• **Exercise description**
Every entry that follows should be reproduced exactly.

• **Information shown**

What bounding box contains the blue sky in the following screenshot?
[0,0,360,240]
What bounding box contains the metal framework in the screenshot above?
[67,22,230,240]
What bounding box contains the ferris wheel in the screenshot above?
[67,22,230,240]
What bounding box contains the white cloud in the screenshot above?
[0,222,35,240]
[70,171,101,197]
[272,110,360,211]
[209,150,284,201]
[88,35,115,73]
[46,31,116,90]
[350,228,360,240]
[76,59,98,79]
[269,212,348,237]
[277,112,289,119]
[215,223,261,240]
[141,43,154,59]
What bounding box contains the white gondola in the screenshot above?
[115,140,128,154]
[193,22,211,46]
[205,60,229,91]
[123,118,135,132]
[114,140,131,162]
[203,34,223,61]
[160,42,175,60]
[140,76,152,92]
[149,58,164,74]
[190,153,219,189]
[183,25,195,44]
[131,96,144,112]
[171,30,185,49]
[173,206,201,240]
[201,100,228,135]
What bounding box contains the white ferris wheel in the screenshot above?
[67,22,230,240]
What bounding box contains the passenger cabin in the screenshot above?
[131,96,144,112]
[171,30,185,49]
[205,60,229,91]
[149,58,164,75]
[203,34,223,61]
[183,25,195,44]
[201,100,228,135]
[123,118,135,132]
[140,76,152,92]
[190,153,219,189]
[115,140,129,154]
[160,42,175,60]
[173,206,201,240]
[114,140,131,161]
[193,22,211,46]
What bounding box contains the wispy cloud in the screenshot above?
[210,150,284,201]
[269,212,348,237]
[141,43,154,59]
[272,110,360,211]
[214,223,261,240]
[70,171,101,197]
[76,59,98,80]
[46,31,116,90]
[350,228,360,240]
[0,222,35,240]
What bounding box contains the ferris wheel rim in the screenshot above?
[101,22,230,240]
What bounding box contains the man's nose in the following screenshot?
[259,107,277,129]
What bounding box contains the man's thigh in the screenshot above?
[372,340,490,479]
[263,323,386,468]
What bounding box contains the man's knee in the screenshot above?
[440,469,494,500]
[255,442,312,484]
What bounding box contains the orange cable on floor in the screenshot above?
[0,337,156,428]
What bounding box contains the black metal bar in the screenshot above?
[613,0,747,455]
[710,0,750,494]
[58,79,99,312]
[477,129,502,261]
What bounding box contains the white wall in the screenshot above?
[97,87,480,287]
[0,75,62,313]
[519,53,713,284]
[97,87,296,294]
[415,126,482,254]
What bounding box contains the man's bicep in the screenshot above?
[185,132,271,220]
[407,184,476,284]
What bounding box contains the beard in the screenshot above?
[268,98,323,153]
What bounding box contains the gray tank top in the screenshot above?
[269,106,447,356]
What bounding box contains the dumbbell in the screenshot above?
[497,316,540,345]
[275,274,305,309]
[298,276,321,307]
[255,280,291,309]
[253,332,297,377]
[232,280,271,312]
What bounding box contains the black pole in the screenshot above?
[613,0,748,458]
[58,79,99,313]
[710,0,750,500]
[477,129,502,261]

• **Written answer**
What bounding box contains the blue sky in the following screenshot?
[0,0,360,240]
What bounding box contains the metal framework in the screenshot above?
[67,22,230,240]
What bounding box contains the ferris wheel in the screenshot above?
[67,22,230,240]
What bounding box contains the white cloud in the screenshot above?
[0,222,35,240]
[70,171,101,197]
[272,110,360,211]
[209,150,284,201]
[88,35,115,73]
[46,31,116,90]
[350,228,360,240]
[76,59,98,79]
[269,212,348,237]
[277,112,289,119]
[215,223,261,240]
[141,43,154,59]
What bounding box contains the white gondola in the screenshot above?
[115,140,128,154]
[193,22,211,46]
[205,60,229,91]
[123,118,135,132]
[114,140,131,162]
[203,34,223,61]
[160,42,175,60]
[140,76,152,92]
[149,58,164,74]
[190,153,219,189]
[183,25,195,44]
[131,96,144,112]
[171,30,185,49]
[173,206,201,240]
[201,100,228,135]
What bounding box contains the white ferris wheel in the screenshot above?
[67,22,230,240]
What bounding box contains the passenger cabin in the screenshot above?
[131,96,144,112]
[171,30,185,49]
[205,60,229,91]
[149,58,164,75]
[203,34,223,61]
[183,25,195,44]
[201,100,228,135]
[123,118,135,132]
[140,76,152,92]
[190,153,219,189]
[115,140,129,154]
[160,42,175,60]
[173,206,201,240]
[114,140,131,161]
[193,22,211,46]
What bounding box contains the wispy cloud in the screenshot above?
[210,150,284,201]
[269,212,348,237]
[141,43,154,59]
[272,110,360,211]
[214,223,261,240]
[70,171,101,197]
[76,59,98,80]
[46,31,116,90]
[350,228,360,240]
[0,222,35,240]
What bounding box contains the ferris wheel rim in the screenshot above?
[101,22,230,240]
What bounding box contains the man's nose in the following screenshot?
[259,107,277,129]
What bounding box contains the man's thigh in the screenshot above?
[372,340,490,479]
[263,323,386,468]
What bounding box contains the man's knee in the screenshot above?
[440,469,494,500]
[255,442,312,484]
What bounding box contains the orange cable on floor in the screenshot above?
[0,337,156,428]
What bounding box contains the black metal bar in the screenshot above?
[613,0,747,455]
[710,0,750,494]
[58,79,99,312]
[477,129,502,261]
What bounding box contains the white wall in the screenshot above?
[97,87,480,287]
[0,75,62,313]
[519,53,713,284]
[97,87,296,294]
[415,126,482,254]
What bounding box contains the man's bicep in the screenshot above?
[185,132,271,220]
[407,184,476,284]
What bounding box contains the beard in the screenshot above?
[268,98,323,153]
What bounding box contains the gray tank top in the screenshot above?
[269,106,447,356]
What bounding box contains the dumbbell in the screenshot above?
[497,316,540,345]
[275,274,305,309]
[298,276,321,307]
[255,280,291,309]
[253,332,297,377]
[232,280,271,312]
What bounding box contains the black pole in the screenshot above?
[613,0,748,458]
[58,79,99,313]
[710,0,750,500]
[477,129,502,261]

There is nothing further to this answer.